* [RECORDS FOR PROCESSING]:
-----

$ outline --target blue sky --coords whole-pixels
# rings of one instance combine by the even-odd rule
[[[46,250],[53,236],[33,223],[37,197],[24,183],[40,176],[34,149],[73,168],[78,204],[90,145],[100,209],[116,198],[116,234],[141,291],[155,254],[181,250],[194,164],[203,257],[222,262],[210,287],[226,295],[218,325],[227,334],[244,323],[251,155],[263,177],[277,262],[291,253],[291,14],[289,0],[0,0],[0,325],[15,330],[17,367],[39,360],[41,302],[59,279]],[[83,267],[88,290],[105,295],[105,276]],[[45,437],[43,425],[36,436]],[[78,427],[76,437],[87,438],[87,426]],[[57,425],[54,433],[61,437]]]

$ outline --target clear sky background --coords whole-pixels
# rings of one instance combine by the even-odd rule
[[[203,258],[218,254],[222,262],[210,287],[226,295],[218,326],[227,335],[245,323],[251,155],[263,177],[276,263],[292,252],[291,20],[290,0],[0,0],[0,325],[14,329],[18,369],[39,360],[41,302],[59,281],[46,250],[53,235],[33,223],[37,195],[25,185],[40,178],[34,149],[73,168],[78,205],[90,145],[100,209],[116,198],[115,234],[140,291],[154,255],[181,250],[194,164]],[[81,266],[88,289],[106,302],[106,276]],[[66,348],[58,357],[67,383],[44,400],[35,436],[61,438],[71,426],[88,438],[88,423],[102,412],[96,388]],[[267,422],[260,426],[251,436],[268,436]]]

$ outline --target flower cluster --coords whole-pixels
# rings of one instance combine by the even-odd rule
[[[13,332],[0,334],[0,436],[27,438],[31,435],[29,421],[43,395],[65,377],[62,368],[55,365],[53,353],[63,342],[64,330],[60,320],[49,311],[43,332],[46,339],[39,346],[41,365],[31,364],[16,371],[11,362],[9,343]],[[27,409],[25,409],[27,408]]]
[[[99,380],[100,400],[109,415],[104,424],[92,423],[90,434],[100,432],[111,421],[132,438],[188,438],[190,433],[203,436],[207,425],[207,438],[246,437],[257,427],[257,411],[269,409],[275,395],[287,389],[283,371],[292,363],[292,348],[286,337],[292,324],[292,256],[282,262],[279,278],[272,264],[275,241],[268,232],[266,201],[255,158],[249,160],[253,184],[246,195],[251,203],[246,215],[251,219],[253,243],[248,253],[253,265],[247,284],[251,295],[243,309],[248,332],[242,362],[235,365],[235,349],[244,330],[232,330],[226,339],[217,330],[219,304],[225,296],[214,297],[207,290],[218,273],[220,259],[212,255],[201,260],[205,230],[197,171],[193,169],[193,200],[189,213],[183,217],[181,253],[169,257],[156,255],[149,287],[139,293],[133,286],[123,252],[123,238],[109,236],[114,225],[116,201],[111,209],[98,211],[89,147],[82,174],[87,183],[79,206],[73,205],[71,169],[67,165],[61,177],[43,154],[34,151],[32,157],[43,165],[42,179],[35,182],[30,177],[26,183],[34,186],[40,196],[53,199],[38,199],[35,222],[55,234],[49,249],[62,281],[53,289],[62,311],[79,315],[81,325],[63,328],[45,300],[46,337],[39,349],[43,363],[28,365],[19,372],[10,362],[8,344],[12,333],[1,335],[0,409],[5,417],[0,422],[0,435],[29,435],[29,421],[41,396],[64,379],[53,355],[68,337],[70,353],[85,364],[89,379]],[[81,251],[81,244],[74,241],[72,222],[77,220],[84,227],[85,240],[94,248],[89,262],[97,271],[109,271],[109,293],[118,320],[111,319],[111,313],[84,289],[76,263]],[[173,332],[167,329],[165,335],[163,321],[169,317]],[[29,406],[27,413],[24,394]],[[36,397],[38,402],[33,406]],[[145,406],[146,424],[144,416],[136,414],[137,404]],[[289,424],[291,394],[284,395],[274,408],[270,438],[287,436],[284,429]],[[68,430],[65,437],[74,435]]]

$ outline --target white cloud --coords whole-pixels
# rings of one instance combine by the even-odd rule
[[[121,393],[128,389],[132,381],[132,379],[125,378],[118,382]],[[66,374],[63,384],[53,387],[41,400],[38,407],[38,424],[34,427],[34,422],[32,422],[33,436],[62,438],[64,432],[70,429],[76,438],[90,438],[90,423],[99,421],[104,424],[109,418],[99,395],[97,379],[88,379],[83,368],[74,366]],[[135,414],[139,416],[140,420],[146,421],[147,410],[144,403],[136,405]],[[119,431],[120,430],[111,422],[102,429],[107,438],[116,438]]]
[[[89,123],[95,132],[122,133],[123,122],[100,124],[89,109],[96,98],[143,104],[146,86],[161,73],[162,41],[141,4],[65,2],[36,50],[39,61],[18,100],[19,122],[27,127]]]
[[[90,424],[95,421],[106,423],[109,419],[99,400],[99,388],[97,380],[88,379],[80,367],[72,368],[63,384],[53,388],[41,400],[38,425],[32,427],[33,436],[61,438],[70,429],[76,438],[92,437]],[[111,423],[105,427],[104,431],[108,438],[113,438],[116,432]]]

-----

* [YOUR INSTRUCTIONS]:
Transcribe every item above without any changes.

* [FINISHED EXERCISE]:
$ outline --target blue sky --coords whole-pixels
# rings of one instance combine by the even-odd rule
[[[46,250],[53,236],[33,223],[37,197],[24,183],[40,176],[34,149],[73,168],[78,204],[90,145],[100,209],[116,198],[116,234],[141,291],[155,254],[181,250],[194,164],[203,257],[222,262],[210,287],[226,295],[218,325],[227,334],[244,323],[251,155],[263,177],[277,262],[291,253],[291,14],[289,0],[0,0],[0,325],[15,330],[17,367],[39,360],[41,302],[59,279]],[[83,267],[88,290],[105,295],[105,276]],[[45,437],[43,425],[36,436]],[[78,427],[76,437],[87,438],[87,426]],[[57,425],[54,433],[61,437]]]

$ outline --target clear sky background --coords whole-pixels
# rings of one instance combine by the even-odd rule
[[[203,258],[218,254],[222,262],[210,287],[226,295],[218,326],[227,335],[245,323],[251,155],[263,177],[276,263],[292,252],[291,20],[290,0],[0,0],[0,325],[14,329],[18,369],[39,360],[41,302],[59,281],[46,250],[53,235],[33,223],[37,195],[25,185],[40,178],[34,149],[73,168],[78,205],[90,145],[100,209],[116,198],[115,234],[140,291],[154,255],[181,250],[194,164]],[[81,266],[88,289],[106,302],[106,276]],[[66,348],[58,357],[67,383],[44,400],[35,436],[61,438],[71,426],[88,438],[88,423],[102,412],[96,388]],[[267,422],[260,426],[251,436],[268,436]]]

$ outline --target flower cluster --coords whole-pixels
# rings of one instance combine by the even-odd rule
[[[13,332],[0,334],[0,436],[27,438],[31,435],[29,421],[43,395],[65,377],[62,368],[55,365],[53,353],[63,342],[64,330],[60,320],[49,311],[43,332],[46,339],[39,346],[41,365],[31,364],[16,371],[11,362],[9,343]],[[27,409],[25,409],[27,408]]]
[[[99,380],[100,400],[109,415],[104,424],[92,423],[90,434],[100,432],[111,421],[132,438],[188,438],[190,433],[203,436],[207,425],[207,438],[246,437],[257,427],[257,411],[269,409],[275,395],[287,389],[283,371],[292,363],[292,348],[286,337],[292,324],[292,256],[282,262],[279,278],[272,264],[275,241],[268,232],[266,201],[255,158],[249,160],[253,184],[246,195],[251,203],[246,215],[251,219],[253,243],[248,253],[253,265],[247,284],[251,295],[243,309],[248,332],[242,362],[235,365],[235,349],[244,330],[232,330],[226,339],[217,330],[219,304],[225,296],[214,297],[207,290],[218,273],[220,259],[212,255],[201,260],[205,230],[197,171],[193,169],[193,200],[189,213],[183,217],[181,253],[169,257],[156,255],[149,287],[139,293],[133,286],[123,252],[123,238],[109,236],[114,225],[116,201],[111,209],[98,211],[89,147],[82,174],[87,183],[79,206],[73,205],[71,169],[67,165],[61,177],[43,154],[34,151],[32,157],[43,165],[42,179],[35,182],[30,177],[26,183],[34,186],[40,196],[53,199],[38,199],[35,222],[55,234],[49,249],[62,281],[53,289],[62,311],[79,315],[81,325],[63,328],[45,300],[46,337],[39,349],[43,363],[28,365],[19,372],[10,362],[8,344],[12,333],[1,335],[0,409],[5,417],[0,422],[0,435],[29,435],[29,421],[41,396],[64,379],[53,355],[68,337],[70,353],[85,364],[89,379]],[[81,251],[81,244],[74,241],[72,222],[77,220],[84,227],[85,240],[94,248],[89,262],[97,271],[109,271],[109,293],[118,320],[111,319],[111,313],[84,289],[76,263]],[[173,332],[167,329],[165,335],[163,321],[169,317]],[[29,406],[27,413],[24,394]],[[36,397],[38,402],[33,406]],[[145,406],[146,424],[144,416],[136,414],[137,404]],[[289,424],[291,394],[284,395],[274,408],[270,438],[287,436],[284,429]],[[68,430],[65,437],[74,435]]]

$ outline --target white cloud --coords whole-pixels
# rings of one instance combine by the even-odd rule
[[[121,393],[128,389],[132,381],[132,379],[125,378],[118,382]],[[66,374],[63,384],[53,387],[41,400],[38,407],[38,424],[34,427],[34,422],[32,422],[33,436],[62,438],[64,432],[70,429],[76,438],[90,438],[90,423],[99,421],[104,424],[109,418],[99,395],[97,379],[88,379],[83,368],[74,366]],[[135,414],[139,416],[140,420],[146,421],[147,410],[144,403],[136,405]],[[119,431],[120,430],[111,422],[102,429],[107,438],[116,438]]]
[[[89,123],[95,132],[122,133],[123,122],[100,124],[89,109],[96,98],[143,104],[146,86],[161,73],[162,41],[141,4],[65,2],[36,50],[39,61],[18,100],[19,122],[27,127]]]
[[[90,424],[95,421],[106,423],[109,419],[99,400],[99,388],[97,380],[88,379],[80,367],[72,368],[63,384],[53,388],[41,400],[38,425],[32,427],[33,436],[61,438],[70,429],[76,438],[92,437]],[[111,423],[105,427],[104,431],[108,438],[113,438],[116,432]]]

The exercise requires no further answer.